═══ Given text ═══

By: Ana Marie Cox, The Guardian, June 16, 2014
“Politicking With Matters Of National Security”: From ‘Grand Old’ To ‘Shameless New’, Trading National Security For Political Gain
One would think that on the weekend of the 70th anniversary of the invasion of Normandy – a day on which almost 10,000 fathers, brothers, and sons of our greatest generation were killed as they began the liberation of Europe – the Republican political establishment would at least press “pause” on partisan attacks that use our men and women in uniform as political pawns. Even Vladimir Putin, bogeyman du jour, paused his nationalist rants to recognize the occasion.
Rather than stopping to consider those who have made the ultimate sacrifice, supporters of New York State Republican gubernatorial candidate Robert Astorino launched an ad that used the graves of U.S. soldiers as a backdrop and urged viewers “to honor their sacrifice” and “remove tyrants,” with the latter message plastered over pictures of Democratic governor Andrew Cuomo. Instead of commemorating an epic struggle between fundamentally good and evil forces, Astorino’s supporters ran with the much simpler message that Cuomo is a modern-day Mussolini or Hitler.
This is, however, not an isolated event. The GOP establishment – both elected members and their media arms – have been on a roll of politicking with matters of national security of late. This circus detracts from critical policy discussions and legitimate critiques.
As with anything the Obama administration says or does, a political firestorm has erupted surrounding the return of Army Sgt. Bowe Bergdahl from Afghanistan earlier this week. While there are legitimate debates to have over how the White House prosecutes the war in Afghanistan, handles detainees at Guantánamo, and works with Congress, the tenor of the attacks has been outwardly partisan and at times disrespectful of our men and women in uniform.

═══

- Given instruction 1
Rescale the rows from the line with "Locate the wooden door" up to and including the line with "x=336 y=837", giving all of those lines again with their requests. Multiply every coordinate in the answers by 1.75 and round each to a whole number, rounding halves up.
The article and the rows after it are two separate pieces of material.

═══ Supplied entries ═══

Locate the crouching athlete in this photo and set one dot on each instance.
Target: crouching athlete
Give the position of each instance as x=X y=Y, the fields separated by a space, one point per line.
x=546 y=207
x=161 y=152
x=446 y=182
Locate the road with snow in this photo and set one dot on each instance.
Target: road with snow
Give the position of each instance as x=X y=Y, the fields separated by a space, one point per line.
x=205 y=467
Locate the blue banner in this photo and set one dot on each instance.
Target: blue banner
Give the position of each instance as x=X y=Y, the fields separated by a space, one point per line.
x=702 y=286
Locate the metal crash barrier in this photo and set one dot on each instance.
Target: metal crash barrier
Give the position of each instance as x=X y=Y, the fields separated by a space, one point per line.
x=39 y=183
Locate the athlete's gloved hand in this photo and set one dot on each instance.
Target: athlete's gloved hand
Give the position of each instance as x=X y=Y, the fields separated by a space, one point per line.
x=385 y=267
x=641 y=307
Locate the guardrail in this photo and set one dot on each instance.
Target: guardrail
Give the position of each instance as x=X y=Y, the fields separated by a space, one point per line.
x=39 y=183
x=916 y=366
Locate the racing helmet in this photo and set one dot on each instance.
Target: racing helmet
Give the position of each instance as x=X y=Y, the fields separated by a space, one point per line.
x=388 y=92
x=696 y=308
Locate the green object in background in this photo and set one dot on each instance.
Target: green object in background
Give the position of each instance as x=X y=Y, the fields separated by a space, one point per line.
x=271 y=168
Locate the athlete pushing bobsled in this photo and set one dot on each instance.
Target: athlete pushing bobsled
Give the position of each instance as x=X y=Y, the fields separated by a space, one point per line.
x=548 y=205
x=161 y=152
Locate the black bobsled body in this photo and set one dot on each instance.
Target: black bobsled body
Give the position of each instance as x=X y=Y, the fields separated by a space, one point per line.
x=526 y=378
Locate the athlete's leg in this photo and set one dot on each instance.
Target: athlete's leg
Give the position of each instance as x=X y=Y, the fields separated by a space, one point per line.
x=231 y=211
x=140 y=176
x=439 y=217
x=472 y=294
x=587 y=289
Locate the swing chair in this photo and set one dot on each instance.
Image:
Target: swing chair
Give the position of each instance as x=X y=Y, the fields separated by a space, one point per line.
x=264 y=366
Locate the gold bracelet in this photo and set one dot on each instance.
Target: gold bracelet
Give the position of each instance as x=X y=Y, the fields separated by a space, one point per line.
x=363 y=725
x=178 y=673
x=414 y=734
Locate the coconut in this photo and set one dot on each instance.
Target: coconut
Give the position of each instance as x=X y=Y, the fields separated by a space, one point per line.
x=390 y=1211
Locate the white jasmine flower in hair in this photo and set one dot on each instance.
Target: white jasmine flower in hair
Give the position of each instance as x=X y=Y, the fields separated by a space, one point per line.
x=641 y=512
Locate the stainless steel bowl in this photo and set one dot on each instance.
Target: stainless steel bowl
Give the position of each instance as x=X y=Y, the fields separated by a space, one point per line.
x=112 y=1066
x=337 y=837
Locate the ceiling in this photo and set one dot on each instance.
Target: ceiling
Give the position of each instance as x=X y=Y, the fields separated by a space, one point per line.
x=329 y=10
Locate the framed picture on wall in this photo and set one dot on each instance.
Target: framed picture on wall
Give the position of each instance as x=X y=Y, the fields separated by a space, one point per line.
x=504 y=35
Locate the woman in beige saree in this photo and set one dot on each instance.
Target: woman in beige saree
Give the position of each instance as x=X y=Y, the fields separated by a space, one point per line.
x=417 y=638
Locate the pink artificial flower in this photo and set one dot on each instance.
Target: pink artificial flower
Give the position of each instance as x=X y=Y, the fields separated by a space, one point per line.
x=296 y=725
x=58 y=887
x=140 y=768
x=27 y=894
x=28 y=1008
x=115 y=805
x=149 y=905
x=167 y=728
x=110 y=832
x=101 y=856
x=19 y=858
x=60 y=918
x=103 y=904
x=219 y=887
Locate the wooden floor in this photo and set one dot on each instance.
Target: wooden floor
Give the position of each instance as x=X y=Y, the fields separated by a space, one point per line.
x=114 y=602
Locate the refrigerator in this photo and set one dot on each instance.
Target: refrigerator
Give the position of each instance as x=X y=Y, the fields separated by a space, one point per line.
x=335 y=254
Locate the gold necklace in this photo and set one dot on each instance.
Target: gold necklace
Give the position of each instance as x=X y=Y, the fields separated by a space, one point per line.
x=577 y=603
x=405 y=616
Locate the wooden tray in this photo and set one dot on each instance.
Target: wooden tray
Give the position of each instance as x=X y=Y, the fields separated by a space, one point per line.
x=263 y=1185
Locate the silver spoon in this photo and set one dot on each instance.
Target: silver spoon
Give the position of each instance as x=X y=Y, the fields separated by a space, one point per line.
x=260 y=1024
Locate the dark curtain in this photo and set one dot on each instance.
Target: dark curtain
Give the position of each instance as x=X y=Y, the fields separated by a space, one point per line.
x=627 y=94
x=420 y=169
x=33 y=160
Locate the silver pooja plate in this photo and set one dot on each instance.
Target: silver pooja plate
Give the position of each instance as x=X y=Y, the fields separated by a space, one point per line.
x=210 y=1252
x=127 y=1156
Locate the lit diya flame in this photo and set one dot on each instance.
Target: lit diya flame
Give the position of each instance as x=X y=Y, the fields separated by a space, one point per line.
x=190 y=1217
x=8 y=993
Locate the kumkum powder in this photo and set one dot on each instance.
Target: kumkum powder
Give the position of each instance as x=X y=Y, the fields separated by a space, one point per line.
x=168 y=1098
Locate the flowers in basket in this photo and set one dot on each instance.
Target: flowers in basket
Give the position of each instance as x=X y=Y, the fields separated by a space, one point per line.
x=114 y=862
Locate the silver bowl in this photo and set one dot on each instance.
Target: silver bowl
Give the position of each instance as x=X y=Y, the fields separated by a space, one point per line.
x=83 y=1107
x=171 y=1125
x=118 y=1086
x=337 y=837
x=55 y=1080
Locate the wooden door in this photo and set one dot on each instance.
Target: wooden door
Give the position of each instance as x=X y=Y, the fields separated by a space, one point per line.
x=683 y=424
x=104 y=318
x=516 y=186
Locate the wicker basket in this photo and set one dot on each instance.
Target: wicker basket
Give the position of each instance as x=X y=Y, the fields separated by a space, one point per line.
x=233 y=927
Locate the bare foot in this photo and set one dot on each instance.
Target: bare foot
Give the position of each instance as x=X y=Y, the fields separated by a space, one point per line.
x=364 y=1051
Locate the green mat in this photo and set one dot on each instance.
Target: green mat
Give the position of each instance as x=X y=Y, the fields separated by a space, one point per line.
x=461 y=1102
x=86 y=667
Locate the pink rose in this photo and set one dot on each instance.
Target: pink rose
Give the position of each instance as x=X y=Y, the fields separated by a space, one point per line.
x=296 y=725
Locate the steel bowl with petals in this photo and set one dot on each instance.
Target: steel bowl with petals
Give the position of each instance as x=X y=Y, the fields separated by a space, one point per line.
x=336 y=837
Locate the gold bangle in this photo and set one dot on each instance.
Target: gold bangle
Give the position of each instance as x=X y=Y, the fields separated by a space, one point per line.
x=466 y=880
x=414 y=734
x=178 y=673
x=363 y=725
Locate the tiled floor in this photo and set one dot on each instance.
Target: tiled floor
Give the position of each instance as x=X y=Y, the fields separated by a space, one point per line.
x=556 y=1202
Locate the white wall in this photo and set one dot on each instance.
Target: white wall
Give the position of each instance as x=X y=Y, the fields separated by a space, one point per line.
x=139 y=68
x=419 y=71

═══

- Given instruction 2
Continue the article on Republicans politicizing national security from the point where it stops.

- Task result 1
Locate the wooden door in this photo and set one dot on each instance.
Target: wooden door
Give the position of each instance as x=X y=Y, the fields separated by a space, one point per line.
x=1195 y=742
x=182 y=557
x=903 y=326
Locate the wicker basket in this photo and set one dot on each instance.
Target: wicker basket
Give the position of each instance as x=X y=Y, the fields separated by a space, one point per line.
x=408 y=1622
Locate the bare foot in this photo and set one dot on each instance.
Target: bare foot
Give the position of each instance as x=X y=Y, the fields separated by a space, one point per line.
x=637 y=1839
Locate the green mat in this photo and set one dot on each instance.
Target: green mat
Give the position of each instance as x=X y=Y, the fields separated by a space, one point per line.
x=807 y=1929
x=151 y=1167
Locate the pink rose in this photo and set one dot on each instance.
Target: pink rose
Give the position of each instance as x=X y=Y, the fields separated by a space, one point per line.
x=518 y=1269
Locate the steel bowl with petals in this photo and set one dot on each instance.
Target: steel bowl with petals
Give the position of each instance as x=X y=Y, the fields separated by a space, one point per line.
x=588 y=1465

- Task result 2
With regards to the Bergdahl situation, Fox News commentator Kimberly Guilfoyle argued on air that Bowe Bergdahl was lucky that his rescuers didn’t bring him home “in a body bag.” The insinuation – even the mere suggestion – that members of the U.S. military would deliberately murder their own and betray the oaths they took to uphold and defend the Constitution of the United States is so offensive that it defies words.
In perhaps the crown jewel of the week’s insensitive behavior, Senator Rand Paul (R-KY), after noting that Hillary Clinton’s “involvement” with Benghazi should “disqualify” her from being president, had the extraordinarily poor taste to say on Friday to the Republican Party of Texas Conference: “Mr. President, let’s set up a new trade. Instead of five Taliban, let’s trade five Democrats.”
Paul’s lack of deference cheapens the lives of Americans in captivity by “laughing” away the importance of bringing home American personnel who have endured brutal conditions in Korea, Vietnam, and Afghanistan. The notion that the Commander-in-Chief’s responsibility to “leave no man behind” is somehow a joke – or in any way conditional – truly does disqualify someone from being president.
Perhaps the saddest thing about all this damning rhetoric is that these are the logical conclusions of a broken system rather than a particularly bad but isolated day for Republican messaging. From calling the President of the United States a “Socialistic dictator” and the “Kommandant-in-Chef [sic],” to the never-ending part-kangaroo court, part-fundraising circus surrounding the tragic events in Benghazi, to the continued narrative that President Obama hates or even “wants out” of America, the far right simply cannot stop itself from spouting vitriolic and divisive rhetoric.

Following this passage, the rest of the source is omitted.